EXTRACT PROVIDED
Every day brings new evidence of the disaster wrought by the U.S. Supreme Court’s religio-political end to women’s medical autonomy in the reversal of Roe v. Wade, particularly in extremist states like Arkansas with near absolute abortion bans.
One problem is the difficulty now existing for where future doctors may train to be obstetricians and if that training will be comprehensive if state institutions are unable to provide instruction in abortion. Abortion is a necessity for some problem pregnancies, including spontaneous miscarriages.
— Jill Zeman Bleed (@jzbleed) October 19, 2022
There are heart-breaking (and life-threatening) stories of women facing medical emergencies in states where doctors fear acting because of legal liability.
Another heartbreaking story of a Texas woman forced to develop life-threatening sepsis before doctors could legally terminate her failed pregnancy. The brutal yet entirely predictable result of abortion bans. https://t.co/O4br4jOULO pic.twitter.com/zVXTH02gcH
— Mark Joseph Stern (@mjs_DC) October 18, 2022
There’s even a debate about what “abortion” means. As the New York Times reports, anti-abortion forces are trying to invent euphemisms and excuses for needed abortions or coming up with workarounds that don’t exist in states like Arkansas.

ASSIGNED TASK
Pick up the piece on abortion bans after Roe v. Wade where it stops, and write the next few paragraphs in the same voice.

EXTRACTED DATA
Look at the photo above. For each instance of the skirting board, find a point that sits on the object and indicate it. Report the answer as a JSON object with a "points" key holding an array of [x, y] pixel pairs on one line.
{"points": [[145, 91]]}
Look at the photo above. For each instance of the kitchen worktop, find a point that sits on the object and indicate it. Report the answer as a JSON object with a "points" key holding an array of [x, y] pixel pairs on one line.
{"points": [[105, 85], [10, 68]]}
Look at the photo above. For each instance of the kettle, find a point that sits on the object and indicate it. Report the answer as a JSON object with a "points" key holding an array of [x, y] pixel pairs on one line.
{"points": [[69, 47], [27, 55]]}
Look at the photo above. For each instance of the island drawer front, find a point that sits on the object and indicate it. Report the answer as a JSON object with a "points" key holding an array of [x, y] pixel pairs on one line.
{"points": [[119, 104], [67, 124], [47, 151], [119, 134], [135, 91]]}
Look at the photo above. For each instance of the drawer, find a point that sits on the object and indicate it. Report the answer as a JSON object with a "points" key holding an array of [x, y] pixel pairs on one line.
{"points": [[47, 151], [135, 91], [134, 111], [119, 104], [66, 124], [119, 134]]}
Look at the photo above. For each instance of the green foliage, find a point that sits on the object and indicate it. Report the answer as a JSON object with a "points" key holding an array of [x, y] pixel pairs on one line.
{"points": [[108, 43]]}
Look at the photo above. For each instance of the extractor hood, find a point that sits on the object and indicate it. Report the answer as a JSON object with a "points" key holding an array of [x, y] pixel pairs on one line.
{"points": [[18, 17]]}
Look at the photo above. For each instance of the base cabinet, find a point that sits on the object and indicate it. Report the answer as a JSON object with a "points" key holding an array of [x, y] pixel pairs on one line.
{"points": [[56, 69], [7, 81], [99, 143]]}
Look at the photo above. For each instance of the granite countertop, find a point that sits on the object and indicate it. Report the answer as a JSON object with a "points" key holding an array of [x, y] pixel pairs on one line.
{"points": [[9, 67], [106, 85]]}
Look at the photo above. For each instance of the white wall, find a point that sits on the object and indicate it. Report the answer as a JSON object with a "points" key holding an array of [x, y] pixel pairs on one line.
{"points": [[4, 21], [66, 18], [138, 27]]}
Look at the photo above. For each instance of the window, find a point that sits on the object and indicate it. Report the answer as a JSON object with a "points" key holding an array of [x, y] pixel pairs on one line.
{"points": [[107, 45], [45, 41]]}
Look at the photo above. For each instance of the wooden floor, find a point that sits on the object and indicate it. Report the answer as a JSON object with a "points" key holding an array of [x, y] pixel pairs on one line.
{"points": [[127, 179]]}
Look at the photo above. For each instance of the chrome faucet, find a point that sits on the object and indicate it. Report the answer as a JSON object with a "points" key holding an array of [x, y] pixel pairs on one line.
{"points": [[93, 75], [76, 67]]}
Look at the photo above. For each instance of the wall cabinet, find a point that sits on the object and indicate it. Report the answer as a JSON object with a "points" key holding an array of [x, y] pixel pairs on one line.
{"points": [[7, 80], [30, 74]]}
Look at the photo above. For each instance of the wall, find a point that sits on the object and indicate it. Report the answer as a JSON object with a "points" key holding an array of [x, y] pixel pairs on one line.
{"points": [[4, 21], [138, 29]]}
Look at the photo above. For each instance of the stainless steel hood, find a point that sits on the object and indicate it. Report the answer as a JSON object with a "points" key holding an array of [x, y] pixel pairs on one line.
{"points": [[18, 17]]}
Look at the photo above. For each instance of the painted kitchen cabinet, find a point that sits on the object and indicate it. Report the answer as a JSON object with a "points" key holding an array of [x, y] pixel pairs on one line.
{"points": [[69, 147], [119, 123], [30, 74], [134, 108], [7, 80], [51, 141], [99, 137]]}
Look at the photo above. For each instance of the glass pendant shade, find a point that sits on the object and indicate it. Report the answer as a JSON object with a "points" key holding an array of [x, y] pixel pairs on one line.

EXERCISE ANSWER
Major medical societies, and medical billing codes, define abortion as any procedure that terminates a pregnancy — whether that pregnancy is wanted or unwanted, whether a woman is seeking the procedure to clean out her uterus after a miscarriage, or because of a dire fetal diagnosis, or to terminate a pregnancy that she had not expected.
“An abortion is an abortion is an abortion,” said Dr. Louise King, an obstetrician-gynecologist and bioethicist at Harvard Medical School.
Anti-abortion lawmakers and groups disagree, arguing that it’s an abortion only if the woman or her medical provider elects to end the pregnancy. This generally means that terminating a pregnancy in a dire medical situation is acceptable, while terminating an unwanted pregnancy is not.
This is, of course, sophistryd. Vague laws force doctors to make decisions contrary to what might be best for a patient.
Anti-abortion politicians in Louisiana faced outrage in August when a hospital denied an abortion to a woman carrying a fetus that doctors said would be born without a skull. One of the state’s three bans allowed abortion to end “medically futile” pregnancies. But the fetus’s condition, acrania, was not specifically included on a list of exceptions allowed under the law.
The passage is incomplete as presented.